Material supplied Block Start
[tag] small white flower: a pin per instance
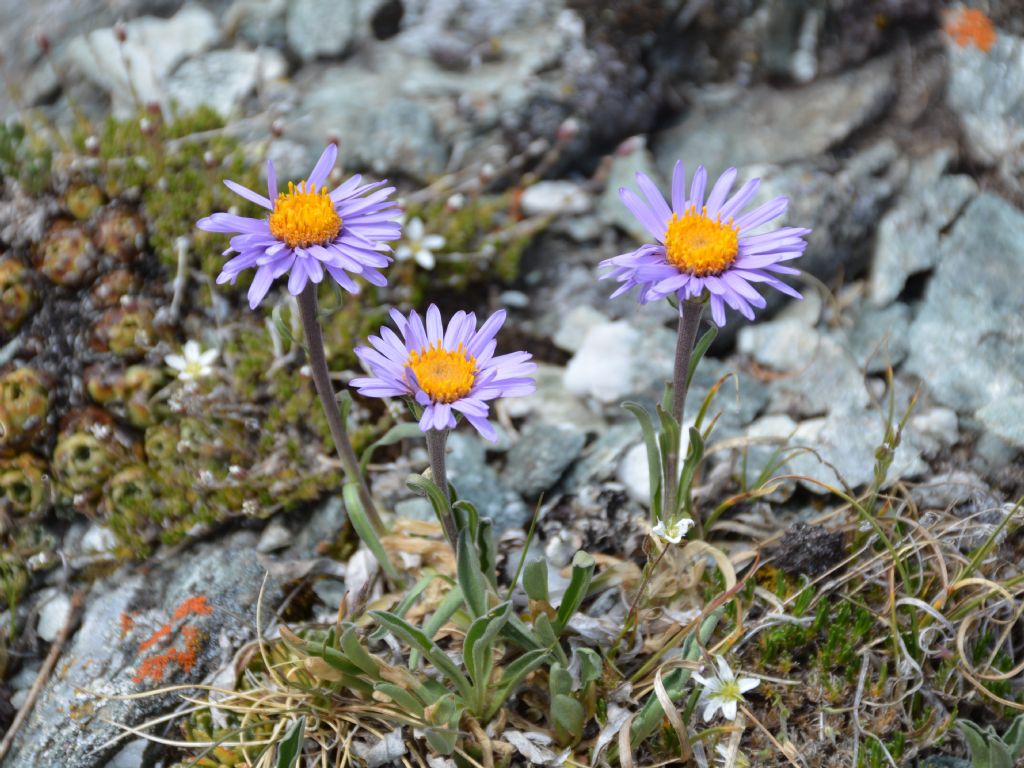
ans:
(724, 690)
(418, 245)
(675, 531)
(193, 364)
(741, 760)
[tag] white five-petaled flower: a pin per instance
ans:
(675, 531)
(723, 690)
(419, 245)
(193, 364)
(741, 760)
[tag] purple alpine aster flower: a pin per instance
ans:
(444, 370)
(705, 244)
(309, 230)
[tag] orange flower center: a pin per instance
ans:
(445, 376)
(971, 27)
(698, 245)
(304, 216)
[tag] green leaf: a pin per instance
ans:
(449, 605)
(591, 666)
(512, 676)
(470, 578)
(403, 630)
(583, 571)
(699, 349)
(359, 655)
(559, 679)
(398, 432)
(290, 749)
(653, 457)
(1014, 737)
(487, 548)
(360, 522)
(429, 488)
(401, 697)
(535, 580)
(567, 715)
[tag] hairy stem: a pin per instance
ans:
(689, 322)
(317, 364)
(436, 445)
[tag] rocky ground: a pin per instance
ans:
(898, 137)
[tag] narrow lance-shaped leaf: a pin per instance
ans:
(583, 571)
(360, 522)
(404, 631)
(470, 578)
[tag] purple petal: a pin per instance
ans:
(643, 214)
(697, 187)
(720, 192)
(260, 285)
(320, 172)
(654, 199)
(679, 187)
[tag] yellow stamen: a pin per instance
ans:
(444, 375)
(699, 245)
(304, 216)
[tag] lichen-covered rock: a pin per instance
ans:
(206, 601)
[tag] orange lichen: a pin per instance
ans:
(185, 656)
(971, 27)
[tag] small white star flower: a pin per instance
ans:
(418, 245)
(193, 364)
(724, 690)
(675, 531)
(741, 760)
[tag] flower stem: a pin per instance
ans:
(436, 445)
(689, 322)
(317, 364)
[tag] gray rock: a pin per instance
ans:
(274, 537)
(908, 236)
(576, 324)
(555, 199)
(936, 429)
(878, 337)
(770, 440)
(965, 342)
(76, 713)
(847, 440)
(152, 49)
(634, 473)
(477, 482)
(986, 90)
(823, 376)
(631, 158)
(552, 402)
(222, 79)
(766, 125)
(541, 456)
(322, 29)
(377, 126)
(52, 614)
(1005, 419)
(617, 359)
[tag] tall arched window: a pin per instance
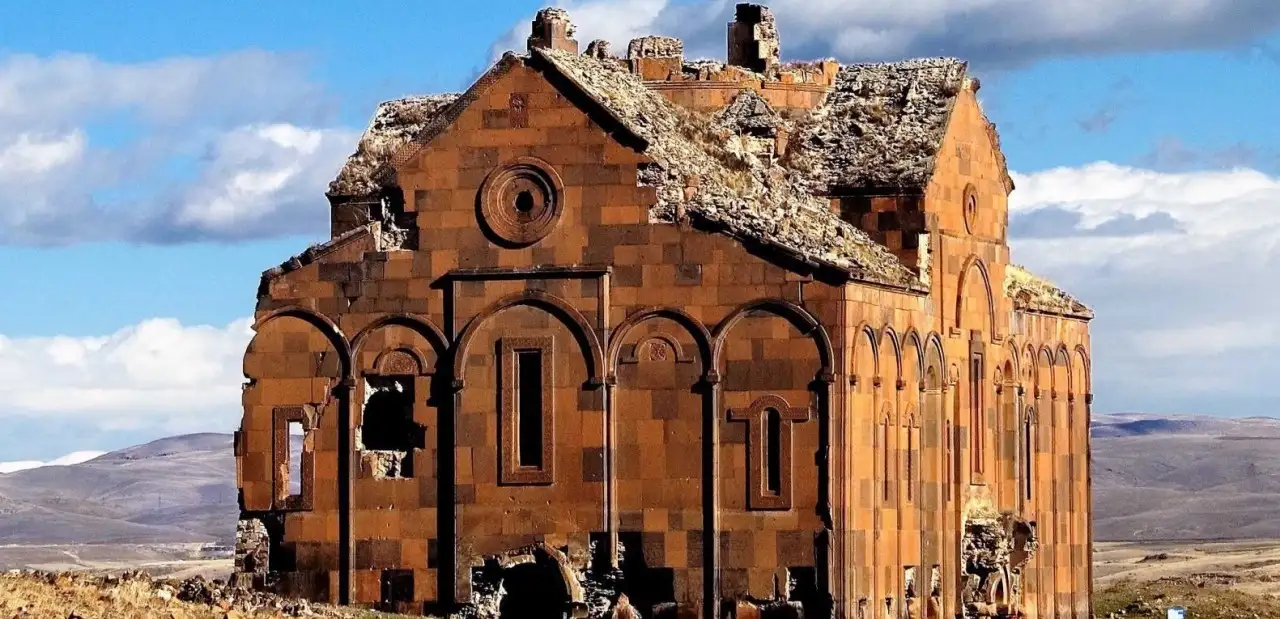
Material supplied Block End
How to complete this task:
Take the entries above and restate them word for word, minus their images.

Reply:
[tag] small white flower: a pin per instance
ans:
(724, 690)
(418, 245)
(675, 531)
(193, 364)
(741, 760)
[tag] white five-petaled flower: a pin per instance
ans:
(675, 531)
(723, 690)
(419, 245)
(193, 364)
(741, 760)
[tag] purple alpine aster flower: a pin per instance
ans:
(444, 370)
(705, 244)
(309, 230)
[tag] orange flower center: a pin per instance
ans:
(445, 376)
(971, 27)
(698, 245)
(304, 216)
[tag] green leaf: a pin per instance
ans:
(449, 605)
(591, 666)
(512, 676)
(470, 578)
(403, 630)
(583, 571)
(699, 349)
(359, 655)
(559, 679)
(398, 432)
(290, 749)
(653, 457)
(1014, 737)
(487, 548)
(360, 522)
(429, 488)
(401, 697)
(535, 580)
(567, 715)
[tag] hairy stem: a pin per instance
ans:
(689, 322)
(317, 364)
(436, 445)
[tag] rocky ground: a pin per instance
ans:
(898, 137)
[tag] narrow lance-shaped leaf: a pin per instance
ans:
(583, 571)
(360, 522)
(404, 631)
(470, 578)
[tag] purple petal: a pin per instance
ans:
(643, 214)
(697, 187)
(720, 192)
(260, 285)
(320, 172)
(654, 199)
(679, 187)
[tag] yellow stamen: a pin per instance
ans:
(444, 375)
(699, 245)
(304, 216)
[tag] lichen-covered rock: a pin per instance
ans:
(206, 601)
[tag] orange lichen: a pin per instance
ans:
(185, 656)
(971, 27)
[tag] small white star flower: a pin per instance
ans:
(418, 245)
(193, 364)
(724, 690)
(675, 531)
(741, 760)
[tag] flower stem: a pin per instance
ans:
(436, 445)
(689, 322)
(317, 364)
[tag] gray rock: a pin per instance
ans:
(274, 537)
(908, 236)
(576, 324)
(555, 199)
(936, 429)
(878, 337)
(770, 440)
(965, 342)
(76, 713)
(847, 440)
(152, 49)
(634, 473)
(477, 482)
(986, 90)
(823, 376)
(631, 158)
(552, 402)
(222, 79)
(766, 125)
(541, 456)
(322, 29)
(377, 126)
(52, 614)
(1005, 419)
(617, 359)
[tag] tall arched window: a pin per instance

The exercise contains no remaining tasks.